È stata scoperta una nuova molecola capace di rallentare la progressione della retinite pigmentosa, una rara patologia genetica che può portare negli anni alla totale cecità. La scoperta arriva da uno studio, che si è guadagnato la copertina del Journal of Medicinal Chemistry. A progettare e sintetizzare la molecola, che ha preso il nome di REPISTAT. è stato un gruppo di ricerca di chimica farmaceutica dell’Ateneo di Siena in collaborazione, per le prove biologiche, con il Dipartimento di Farmacia dell’Ateneo pisano, e con l’Istituto di Neuroscienze del CNR - Pisa, la University College London e l’Università di Ferrara. La ricerca è frutto di RePiSTOP, un progetto di ricerca di interesse nazionale del 2022 finanziato dal Ministero dell’Università e della Ricerca.
Le deacetilasi istoniche (HDAC) mediano l'attivazione di vie epigenetiche e non epigenetiche che modulano la degenerazione dei coni. I ricercatori hanno sviluppato nuovi inibitori di HDAC (5a-p), caratterizzati da uno scaffold di tetraidro-γ-carbolina, caratterizzati da un'elevata potenza di inibizione di HDAC6 con proprietà fisico-chimiche bilanciate per studi in vivo. Il composto 5d Repistat ha aumentato i livelli di α-tubulina acetilata rispetto all'istone H3. Il farmaco ha promosso il salvataggio della vista e la conservazione morfologica e funzionale delle cellule coniche e il mantenimento dell'array di epitelio pigmentato retinico in modelli animali. La sperimentazione è stata condotta in vitro e su modelli animali e la speranza è che in futuro REPISTAT possa essere alla base della formulazione di un nuovo farmaco, magari un collirio, capace di ritardare l’evoluzione della malattia.
“La retinite pigmentosa è una rara malattia genetica tuttora priva di una cura risolutiva, a causarla sono circa 200 mutazioni su una sessantina di geni, la cura più efficace è la terapia genica, con costi altissimi però, tanto che sono state attualmente sviluppate delle terapie solo per due mutazioni – spiega la professoressa Ilaria Piano del Dipartimento di Farmacia dell’Università di Pisa – ci sono tuttavia degli elementi che accomunano tutte le forme di retinite pigmentosa, come ad esempio i processi infiammatori, ossidativi o l’apoptosi, cioè il meccanismo che regola la morte programmata delle cellule. La molecola che abbiamo sviluppato è in grado di agire come modulatore epigenetico e attraverso questo meccanismo interviene proprio su questi processi aprendo un’opportunità per trattare su larga scala i pazienti, indipendentemente dalla mutazione genica”.

---

**Compiti da svolgere**
(1) Nel testo sulla retinite pigmentosa, quale rivista ha dedicato la propria copertina allo studio?
(2) Ripeti, per favore, tutto il brano del testo sulla retinite pigmentosa a partire da "È stata scoperta" giù fino a "e della Ricerca.".
(3) Trasforma in un elenco il paragrafo del testo sulla retinite pigmentosa che comincia con "È stata scoperta una nuova molecola", conservandone i fatti principali.

Dati raccolti:

---

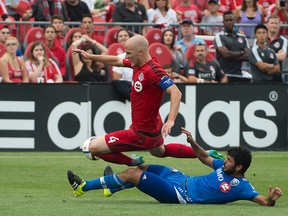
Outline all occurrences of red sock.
[163,143,196,158]
[95,152,132,166]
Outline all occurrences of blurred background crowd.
[0,0,288,84]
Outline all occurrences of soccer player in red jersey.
[72,35,222,166]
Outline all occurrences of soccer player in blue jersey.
[67,128,282,206]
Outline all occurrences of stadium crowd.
[0,0,288,85]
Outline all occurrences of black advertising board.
[0,84,288,151]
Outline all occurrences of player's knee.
[82,136,99,160]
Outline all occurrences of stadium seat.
[23,27,44,50]
[149,43,173,67]
[63,28,86,51]
[108,43,125,80]
[104,27,119,47]
[145,28,163,45]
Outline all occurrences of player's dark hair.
[254,23,268,34]
[51,14,64,23]
[227,146,252,174]
[161,29,176,48]
[223,11,234,17]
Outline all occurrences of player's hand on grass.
[181,127,195,143]
[269,185,282,201]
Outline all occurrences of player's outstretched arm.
[253,185,282,206]
[181,127,213,168]
[72,49,124,67]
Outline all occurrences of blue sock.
[109,183,135,193]
[82,174,124,191]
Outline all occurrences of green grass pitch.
[0,152,288,216]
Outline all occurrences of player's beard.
[224,166,236,175]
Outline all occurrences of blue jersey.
[187,159,259,204]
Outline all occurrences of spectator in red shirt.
[266,0,288,35]
[51,14,66,47]
[44,25,66,77]
[80,14,104,44]
[0,37,29,83]
[219,0,236,14]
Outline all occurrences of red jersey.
[7,57,23,83]
[50,42,66,76]
[258,0,276,10]
[123,58,167,132]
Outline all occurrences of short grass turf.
[0,152,288,216]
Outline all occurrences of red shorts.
[105,127,164,152]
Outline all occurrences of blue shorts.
[137,165,192,203]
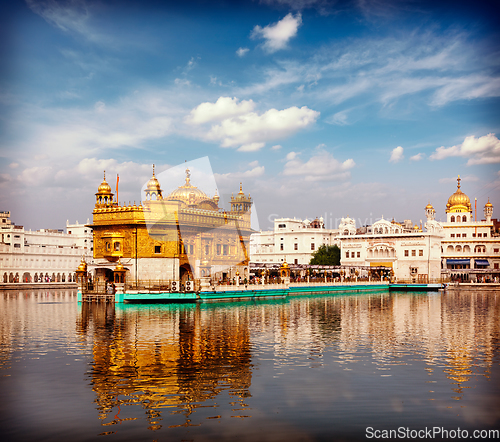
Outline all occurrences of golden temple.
[89,165,252,282]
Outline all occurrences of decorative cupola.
[146,164,163,201]
[446,175,472,213]
[231,183,252,212]
[425,201,436,221]
[484,198,493,222]
[213,189,220,206]
[95,171,113,208]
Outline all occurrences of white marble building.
[250,218,339,264]
[0,212,86,283]
[339,219,443,283]
[426,176,500,281]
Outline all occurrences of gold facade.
[92,169,252,279]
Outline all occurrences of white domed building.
[426,176,500,282]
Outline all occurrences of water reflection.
[0,291,500,442]
[77,304,252,430]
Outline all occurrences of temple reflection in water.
[77,292,500,436]
[79,303,252,429]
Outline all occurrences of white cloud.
[238,142,266,152]
[283,151,356,181]
[430,133,500,166]
[236,48,250,57]
[251,13,302,53]
[26,0,112,44]
[439,175,479,184]
[214,161,266,188]
[326,110,349,126]
[205,106,319,151]
[389,146,404,163]
[186,97,255,124]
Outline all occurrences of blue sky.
[0,0,500,229]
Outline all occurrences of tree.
[309,245,340,266]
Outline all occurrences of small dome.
[147,172,161,192]
[97,171,111,194]
[446,175,472,212]
[115,258,125,272]
[76,256,87,272]
[166,169,210,205]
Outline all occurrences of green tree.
[309,245,340,266]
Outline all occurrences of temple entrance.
[179,264,194,282]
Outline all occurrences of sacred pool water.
[0,290,500,442]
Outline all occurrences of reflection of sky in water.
[0,292,500,441]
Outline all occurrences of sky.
[0,0,500,229]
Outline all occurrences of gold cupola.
[446,175,472,213]
[166,169,210,206]
[484,198,493,222]
[95,171,113,207]
[146,164,162,200]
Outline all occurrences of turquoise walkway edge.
[77,284,441,304]
[289,284,390,296]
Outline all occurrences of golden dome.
[147,164,161,192]
[446,175,472,213]
[97,171,111,194]
[166,169,210,205]
[76,256,87,272]
[115,258,125,272]
[238,183,245,195]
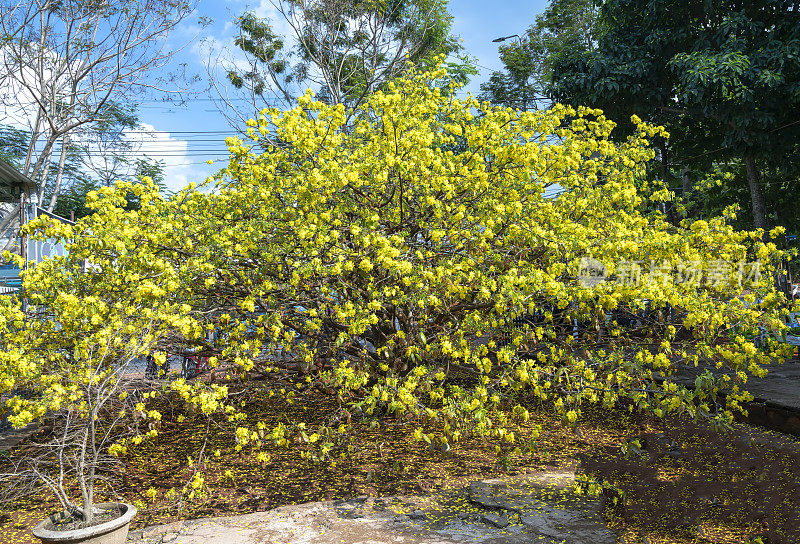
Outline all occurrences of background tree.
[480,0,598,110]
[210,0,470,128]
[0,0,193,246]
[549,0,800,231]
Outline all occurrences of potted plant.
[0,189,180,544]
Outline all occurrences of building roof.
[0,159,37,202]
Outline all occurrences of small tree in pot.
[0,181,187,541]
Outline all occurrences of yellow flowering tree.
[1,63,784,510]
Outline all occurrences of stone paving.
[129,470,617,544]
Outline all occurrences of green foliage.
[548,0,800,228]
[0,65,786,528]
[480,0,598,110]
[226,0,462,107]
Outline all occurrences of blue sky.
[139,0,547,190]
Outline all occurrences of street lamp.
[492,34,528,111]
[492,34,522,46]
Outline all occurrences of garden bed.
[0,386,800,544]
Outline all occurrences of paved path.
[129,470,617,544]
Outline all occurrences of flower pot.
[33,502,136,544]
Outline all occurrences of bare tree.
[208,0,459,128]
[0,0,196,242]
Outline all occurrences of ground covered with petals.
[0,382,800,544]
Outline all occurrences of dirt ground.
[0,388,800,544]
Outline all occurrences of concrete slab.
[130,471,617,544]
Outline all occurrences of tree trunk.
[47,133,69,213]
[744,151,767,229]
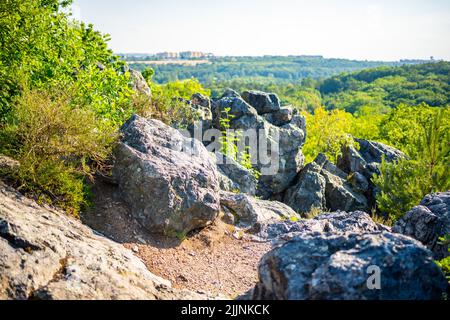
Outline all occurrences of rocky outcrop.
[113,115,219,234]
[242,90,280,114]
[216,152,258,196]
[0,183,213,300]
[212,91,306,199]
[337,138,406,207]
[392,191,450,260]
[283,154,368,213]
[253,232,447,300]
[220,192,300,232]
[263,107,295,126]
[255,211,391,243]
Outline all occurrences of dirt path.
[82,183,270,298]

---

**Elenco delle risposte**
(1) Il Journal of Medicinal Chemistry.

(2)
È stata scoperta una nuova molecola capace di rallentare la progressione della retinite pigmentosa, una rara patologia genetica che può portare negli anni alla totale cecità. La scoperta arriva da uno studio, che si è guadagnato la copertina del Journal of Medicinal Chemistry. A progettare e sintetizzare la molecola, che ha preso il nome di REPISTAT. è stato un gruppo di ricerca di chimica farmaceutica dell’Ateneo di Siena in collaborazione, per le prove biologiche, con il Dipartimento di Farmacia dell’Ateneo pisano, e con l’Istituto di Neuroscienze del CNR - Pisa, la University College London e l’Università di Ferrara. La ricerca è frutto di RePiSTOP, un progetto di ricerca di interesse nazionale del 2022 finanziato dal Ministero dell’Università e della Ricerca.

(3)
- Una nuova molecola, REPISTAT, può rallentare la progressione della retinite pigmentosa, una rara patologia genetica che negli anni può portare alla totale cecità.
- La scoperta viene da uno studio finito sulla copertina del Journal of Medicinal Chemistry.
- La molecola è stata progettata e sintetizzata da un gruppo di ricerca di chimica farmaceutica dell'Ateneo di Siena.
- Alle prove biologiche hanno collaborato il Dipartimento di Farmacia dell'Ateneo pisano, l'Istituto di Neuroscienze del CNR - Pisa, la University College London e l'Università di Ferrara.
- La ricerca è frutto di RePiSTOP, un progetto di ricerca di interesse nazionale del 2022 finanziato dal Ministero dell'Università e della Ricerca.